+++ TRECHO DA PÁGINA
Levando tudo isso em conta, a visão prevalente até agora era a de que o sexo de um bebê ao nascer seria mais ou menos o equivalente a tirar cara ou coroa com uma moeda normal: chances em torno de 50% em cada jogada, sendo que o resultado da jogada seguinte não é influenciado pelo da jogada anterior. Mas não é isso que os novos dados sugerem.
A diferença ficou clara especialmente quando se examinaram as mulheres que tiveram mais de dois filhos. Enquanto as enfermeiras com até dois filhos parecem seguir o padrão "cara ou coroa", as com três ou mais filhos parecem estar jogando uma "moeda viciada", em que às vezes há a tendência de produzir séries com apenas filhos ou outras com apenas filhas, dependendo da mãe. Em famílias que já tinham três meninos, por exemplo, a probabilidade de que o quarto bebê também fosse do sexo masculino era de 61%; já com três meninas, a probabilidade de uma quarta menina era de 58%.
++++++
+++ MATERIAL EXTRAÍDO
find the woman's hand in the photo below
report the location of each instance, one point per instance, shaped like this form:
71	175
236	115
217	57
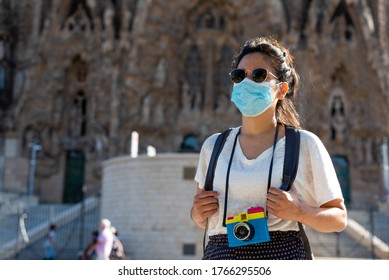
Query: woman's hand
284	205
205	204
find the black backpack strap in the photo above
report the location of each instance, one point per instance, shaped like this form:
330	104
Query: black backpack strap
292	152
219	143
208	186
291	161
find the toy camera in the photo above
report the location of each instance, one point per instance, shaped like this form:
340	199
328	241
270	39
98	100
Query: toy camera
247	228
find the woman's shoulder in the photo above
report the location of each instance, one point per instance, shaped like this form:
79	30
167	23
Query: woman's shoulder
309	136
310	140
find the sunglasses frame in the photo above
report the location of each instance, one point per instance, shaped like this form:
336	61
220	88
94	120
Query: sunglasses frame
252	71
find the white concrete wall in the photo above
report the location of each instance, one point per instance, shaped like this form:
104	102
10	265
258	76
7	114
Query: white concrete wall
148	200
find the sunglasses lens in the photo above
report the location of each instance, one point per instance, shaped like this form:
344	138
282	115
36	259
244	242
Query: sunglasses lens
237	75
259	75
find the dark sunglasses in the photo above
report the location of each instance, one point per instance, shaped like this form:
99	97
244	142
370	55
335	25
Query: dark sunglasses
258	75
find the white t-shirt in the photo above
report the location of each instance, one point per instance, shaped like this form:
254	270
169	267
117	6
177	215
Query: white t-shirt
316	182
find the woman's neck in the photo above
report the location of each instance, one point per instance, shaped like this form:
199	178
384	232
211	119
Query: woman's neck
258	125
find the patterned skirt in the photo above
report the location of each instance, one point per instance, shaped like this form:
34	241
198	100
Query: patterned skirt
283	245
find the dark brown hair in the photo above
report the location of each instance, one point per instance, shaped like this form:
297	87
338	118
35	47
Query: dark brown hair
282	62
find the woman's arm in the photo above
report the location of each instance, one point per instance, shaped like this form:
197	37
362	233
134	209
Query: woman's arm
329	217
205	204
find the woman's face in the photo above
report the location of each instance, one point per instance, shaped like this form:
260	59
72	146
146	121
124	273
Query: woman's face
253	61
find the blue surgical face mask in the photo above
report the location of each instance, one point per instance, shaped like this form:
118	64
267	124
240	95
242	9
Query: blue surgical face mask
252	98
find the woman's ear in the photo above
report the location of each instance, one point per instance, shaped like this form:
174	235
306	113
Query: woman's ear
283	89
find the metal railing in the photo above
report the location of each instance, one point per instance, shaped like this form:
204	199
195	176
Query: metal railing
22	233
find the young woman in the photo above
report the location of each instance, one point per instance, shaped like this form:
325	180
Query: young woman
265	85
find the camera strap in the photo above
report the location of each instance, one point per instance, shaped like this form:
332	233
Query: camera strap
229	168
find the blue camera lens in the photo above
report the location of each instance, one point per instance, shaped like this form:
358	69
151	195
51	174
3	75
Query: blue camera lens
243	231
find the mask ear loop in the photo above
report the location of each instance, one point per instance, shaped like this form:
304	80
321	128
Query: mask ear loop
283	87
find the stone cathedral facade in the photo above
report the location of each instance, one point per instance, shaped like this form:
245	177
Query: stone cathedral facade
79	76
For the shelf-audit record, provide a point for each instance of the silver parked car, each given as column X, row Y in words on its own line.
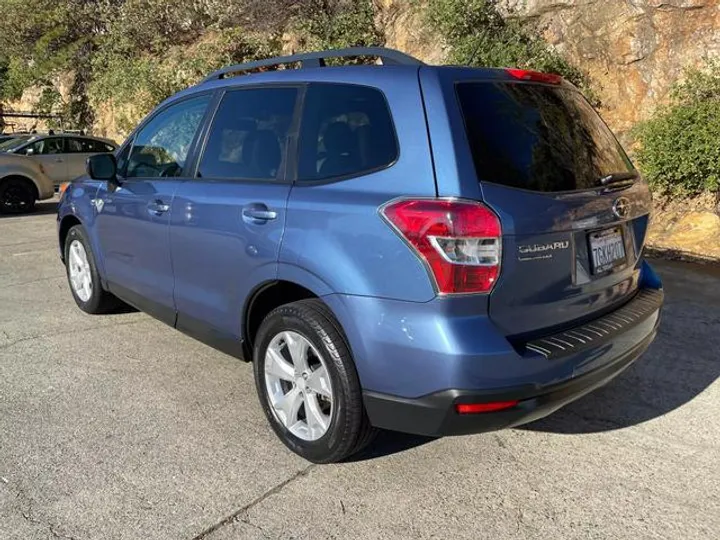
++++++
LISTA DE ATIVIDADES:
a: Segundo o texto sobre o sexo dos bebês, qual era a probabilidade de o quarto filho também ser menino em famílias que já tinham três meninos?
b: Prossiga o texto sobre o sexo dos bebês a partir do ponto em que ele termina.
As entradas formam um material à parte, independente do trecho.

RESPOSTAS ESPERADAS:
a: A probabilidade era de 61%.

b:
Uma análise estatística feita pelos pesquisadores também identificou alguns SNPs (polimorfismos de nucleotídeo único, nome dado a variantes de uma única "letra" química de DNA) que parecem estar associados à probabilidade aumentada de gerar meninos ou meninas -a associação é com SNPs diferentes dependendo do sexo. Trata-se, no entanto, de uma diferença sutil, e ainda não está claro se há de fato um elo causal.
Outro fator relevante parece ser a idade da mãe. As mulheres que começam a ter seus filhos um pouco mais tarde do que a média (na amostra, na casa dos 30 anos em diante) sofrem algumas alterações fisiológicas, como a mudança na acidez vaginal, que podem afetar as chances de sobrevivência de determinados tipos de espermatozoides. Tudo isso envolve, porém, uma multiplicidade de fatores difíceis de investigar de forma controlada.